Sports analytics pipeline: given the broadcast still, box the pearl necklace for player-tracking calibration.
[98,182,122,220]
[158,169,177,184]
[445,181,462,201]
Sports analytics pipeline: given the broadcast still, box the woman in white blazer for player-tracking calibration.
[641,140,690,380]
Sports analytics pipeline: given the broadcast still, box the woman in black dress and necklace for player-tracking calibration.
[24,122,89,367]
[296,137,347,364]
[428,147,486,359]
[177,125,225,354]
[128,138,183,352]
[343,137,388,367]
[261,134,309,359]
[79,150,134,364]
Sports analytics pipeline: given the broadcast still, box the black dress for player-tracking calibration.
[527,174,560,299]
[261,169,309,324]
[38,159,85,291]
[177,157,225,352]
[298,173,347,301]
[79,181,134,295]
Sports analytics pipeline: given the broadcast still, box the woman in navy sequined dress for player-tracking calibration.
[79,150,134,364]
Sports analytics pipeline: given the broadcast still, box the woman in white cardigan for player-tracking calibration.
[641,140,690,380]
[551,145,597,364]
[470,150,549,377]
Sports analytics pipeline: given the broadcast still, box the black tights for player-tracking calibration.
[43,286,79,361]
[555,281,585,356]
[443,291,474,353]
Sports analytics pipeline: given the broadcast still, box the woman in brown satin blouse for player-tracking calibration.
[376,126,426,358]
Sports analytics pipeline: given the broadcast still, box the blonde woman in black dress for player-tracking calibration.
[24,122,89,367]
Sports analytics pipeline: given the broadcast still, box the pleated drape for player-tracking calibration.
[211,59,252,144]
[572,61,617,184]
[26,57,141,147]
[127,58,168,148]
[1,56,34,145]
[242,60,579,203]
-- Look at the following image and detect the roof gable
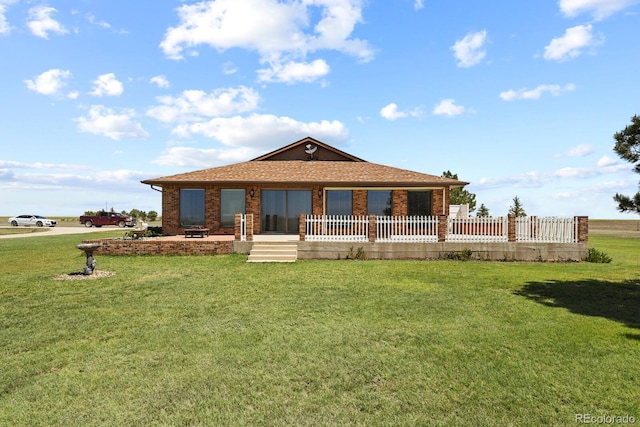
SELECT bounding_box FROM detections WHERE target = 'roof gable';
[250,136,364,162]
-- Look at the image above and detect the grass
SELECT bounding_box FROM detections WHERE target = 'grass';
[0,230,640,426]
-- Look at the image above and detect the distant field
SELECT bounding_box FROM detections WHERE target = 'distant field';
[589,219,640,238]
[0,216,162,228]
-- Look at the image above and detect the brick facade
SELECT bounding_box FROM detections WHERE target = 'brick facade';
[162,185,456,235]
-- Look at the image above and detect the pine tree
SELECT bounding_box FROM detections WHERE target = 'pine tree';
[476,203,489,217]
[509,196,527,216]
[613,116,640,214]
[442,171,476,212]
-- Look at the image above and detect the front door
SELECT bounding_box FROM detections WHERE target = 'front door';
[260,190,311,234]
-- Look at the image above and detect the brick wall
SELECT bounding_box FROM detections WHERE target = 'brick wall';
[83,238,233,255]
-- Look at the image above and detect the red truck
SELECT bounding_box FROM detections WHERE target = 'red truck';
[80,211,135,228]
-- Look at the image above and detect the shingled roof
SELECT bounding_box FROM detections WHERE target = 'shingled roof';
[142,138,468,187]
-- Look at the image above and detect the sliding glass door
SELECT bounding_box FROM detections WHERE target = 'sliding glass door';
[260,190,311,234]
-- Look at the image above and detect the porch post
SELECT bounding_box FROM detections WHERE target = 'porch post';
[576,216,589,243]
[233,214,242,242]
[298,214,307,242]
[438,215,447,242]
[245,214,253,242]
[530,215,538,239]
[507,214,516,242]
[369,215,378,243]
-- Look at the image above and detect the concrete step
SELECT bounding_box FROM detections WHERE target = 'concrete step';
[247,243,298,262]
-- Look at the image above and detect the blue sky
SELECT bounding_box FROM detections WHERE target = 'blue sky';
[0,0,640,219]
- - -
### Given problem
Render everything in the entries above, from the line containing "blazer for player-tracking calibration." down to the line containing "[162,185,456,235]", both ends included, as a numbered list with blank lines left out. Leave the pictures out of your answer.

### Output of the task
1. Sports analytics pipeline: given the broadcast still, box the woman in white blazer for player-tracking calibration.
2. [641,140,690,380]
3. Sports analytics pipeline: given the broadcast still, box the woman in black dress and necklace for player-tracking calibration.
4. [24,122,89,367]
5. [296,137,347,364]
6. [428,147,486,359]
7. [177,125,225,354]
8. [128,138,183,352]
9. [343,137,388,367]
10. [261,134,309,359]
11. [79,150,134,364]
12. Sports analytics pipeline: given the broadcast still, box the black dress for player-tracking calibration.
13. [527,174,560,299]
14. [261,169,309,324]
15. [38,159,85,291]
16. [177,157,225,352]
17. [298,173,347,301]
18. [79,181,134,295]
19. Sports analytics pipeline: given the broadcast still, box the woman in navy sequined dress for player-tracking calibration.
20. [79,150,134,364]
21. Sports analytics pipeline: given the broadcast still, box the woman in white cardigan for player-tracking calibration.
22. [641,140,690,380]
23. [551,145,597,364]
24. [470,150,549,377]
25. Sports analytics pipeline: given the broadcast still, box the black tights for player-tracking calibration.
26. [43,286,79,361]
27. [555,281,585,356]
28. [443,291,474,353]
29. Sports analytics pipeline: given the broadcast still, box the woman in brown satin blouse for player-tracking calibration.
30. [376,126,426,358]
31. Sports analytics pipeline: given the broadcast still, box the blonde woman in black dress for player-tracking calibration.
32. [24,122,89,367]
33. Sports analytics pipeline: given the broadcast still, box the pleated drape for player-tracking calibration.
34. [211,59,252,144]
35. [572,61,617,184]
36. [26,57,141,147]
37. [127,58,168,148]
38. [1,56,34,145]
39. [242,60,579,203]
40. -- Look at the following image and detect the roof gable
41. SELECT bounding_box FROM detections WHERE target = 'roof gable';
42. [250,136,364,162]
43. -- Look at the image above and detect the grass
44. SELECT bounding_box FROM detections WHERE target = 'grass';
45. [0,230,640,426]
46. -- Look at the image above and detect the distant field
47. SELECT bounding_box FROM detections WHERE target = 'distant field';
48. [589,219,640,238]
49. [0,216,162,228]
50. -- Look at the image above and detect the brick facade
51. SELECT bounding_box FROM detections WHERE target = 'brick facade';
52. [162,185,456,235]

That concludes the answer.